> EXCERPT TO READ
Segment Open

Biological models have inspired algorithm designers at least since 1954, with Barricelli’s simulations of evolution [1]. His motive as a biologist was the study of evolution, but engineers realized that many practical problems could be addressed with these mechanisms, leading to a plethora of evolutionary models including genetic algorithms, genetic programming, evolution strategies, and evolutionary programming. Other biologists used the computer to study how a collection of animals, such as an ant colony, could organize its behavior without central direction. Again, what began as an exercise in synthetic biology proved to have applications in decentralized control for engineering applications, leading to a field that since Beni and Wang’s work on cellular robotics in 1989 (NATO Advanced Workshop on Robots and Biological Systems, Tuscany, Italy, June 26–30) has been known as swarm intelligence. Early applications were inspired by pheromone coordination in ants, but both biologists and engineers have continued to articulate and exploit other coordination methods from nature. This volume offers a survey of some of the more recent examples.

Of the seven algorithms in the book, five originate in the research of Xin-She Yang and his associates, and four of these are discussed in much more detail in Yang’s 2014 volume [2]. Yang situates these algorithms, as well as algorithms inspired by physics and evolution that the present volume does not consider, in a general model of optimization. The added value of this book is in discussing three algorithms not presented by Yang, and in collecting some references to more recent applications and developments in the field. The biological models in the present volume include bats, fish swarms, cuckoos, fireflies, flower pollination, bee colony coordination, and the search behavior of wolves.

Segment Closed

> WHAT TO PRODUCE
From the passage on nature-inspired algorithms, pull out word for word the stretch that begins with the words containing "Of the seven" and ends with "behavior of wolves.".

(Segmentation mask data)

Segment Open

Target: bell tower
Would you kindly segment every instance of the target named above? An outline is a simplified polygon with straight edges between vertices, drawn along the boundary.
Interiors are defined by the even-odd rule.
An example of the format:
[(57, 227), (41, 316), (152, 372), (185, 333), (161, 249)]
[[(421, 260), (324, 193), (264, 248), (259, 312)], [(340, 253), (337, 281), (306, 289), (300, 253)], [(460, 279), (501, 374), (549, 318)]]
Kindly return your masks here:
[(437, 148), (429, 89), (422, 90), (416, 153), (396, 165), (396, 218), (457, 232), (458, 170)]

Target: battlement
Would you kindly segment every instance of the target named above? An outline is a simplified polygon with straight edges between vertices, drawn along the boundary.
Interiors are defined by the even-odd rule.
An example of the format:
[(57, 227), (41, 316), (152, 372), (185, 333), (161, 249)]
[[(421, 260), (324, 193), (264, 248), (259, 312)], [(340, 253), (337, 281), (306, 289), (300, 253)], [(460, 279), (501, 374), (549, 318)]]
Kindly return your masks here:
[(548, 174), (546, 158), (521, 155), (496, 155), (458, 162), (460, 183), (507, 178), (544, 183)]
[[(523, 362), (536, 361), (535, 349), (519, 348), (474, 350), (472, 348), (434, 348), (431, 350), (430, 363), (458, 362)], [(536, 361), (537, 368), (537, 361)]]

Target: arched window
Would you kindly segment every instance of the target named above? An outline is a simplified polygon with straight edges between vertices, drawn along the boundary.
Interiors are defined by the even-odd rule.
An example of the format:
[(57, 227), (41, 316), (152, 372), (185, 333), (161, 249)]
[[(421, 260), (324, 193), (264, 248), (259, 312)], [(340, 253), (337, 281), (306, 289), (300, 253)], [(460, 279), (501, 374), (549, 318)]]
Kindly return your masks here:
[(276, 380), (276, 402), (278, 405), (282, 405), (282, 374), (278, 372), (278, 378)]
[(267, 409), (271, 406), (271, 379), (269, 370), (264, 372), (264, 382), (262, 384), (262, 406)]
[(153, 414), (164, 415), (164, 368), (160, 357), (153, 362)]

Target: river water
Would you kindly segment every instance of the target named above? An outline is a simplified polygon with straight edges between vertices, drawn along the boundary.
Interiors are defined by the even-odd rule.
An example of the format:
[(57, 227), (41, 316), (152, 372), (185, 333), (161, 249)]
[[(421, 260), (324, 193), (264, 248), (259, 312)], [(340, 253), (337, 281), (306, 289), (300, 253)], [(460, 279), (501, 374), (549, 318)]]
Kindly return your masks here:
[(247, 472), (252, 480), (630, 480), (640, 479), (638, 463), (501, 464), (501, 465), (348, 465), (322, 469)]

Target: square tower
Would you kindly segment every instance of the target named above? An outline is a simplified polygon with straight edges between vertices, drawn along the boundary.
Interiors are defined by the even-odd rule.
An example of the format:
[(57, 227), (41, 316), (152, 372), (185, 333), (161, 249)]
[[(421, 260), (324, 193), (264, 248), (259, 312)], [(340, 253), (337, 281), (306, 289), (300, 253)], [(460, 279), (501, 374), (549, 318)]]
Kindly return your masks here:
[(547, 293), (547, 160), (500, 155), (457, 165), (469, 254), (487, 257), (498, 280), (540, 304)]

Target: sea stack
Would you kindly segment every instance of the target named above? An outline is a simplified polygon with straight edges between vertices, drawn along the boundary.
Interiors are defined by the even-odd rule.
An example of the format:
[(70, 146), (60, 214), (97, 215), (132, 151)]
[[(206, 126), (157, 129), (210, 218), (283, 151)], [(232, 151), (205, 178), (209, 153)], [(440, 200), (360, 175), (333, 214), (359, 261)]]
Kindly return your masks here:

Segment Closed

> RESPONSE TO THIS TASK
Of the seven algorithms in the book, five originate in the research of Xin-She Yang and his associates, and four of these are discussed in much more detail in Yang’s 2014 volume [2]. Yang situates these algorithms, as well as algorithms inspired by physics and evolution that the present volume does not consider, in a general model of optimization. The added value of this book is in discussing three algorithms not presented by Yang, and in collecting some references to more recent applications and developments in the field. The biological models in the present volume include bats, fish swarms, cuckoos, fireflies, flower pollination, bee colony coordination, and the search behavior of wolves.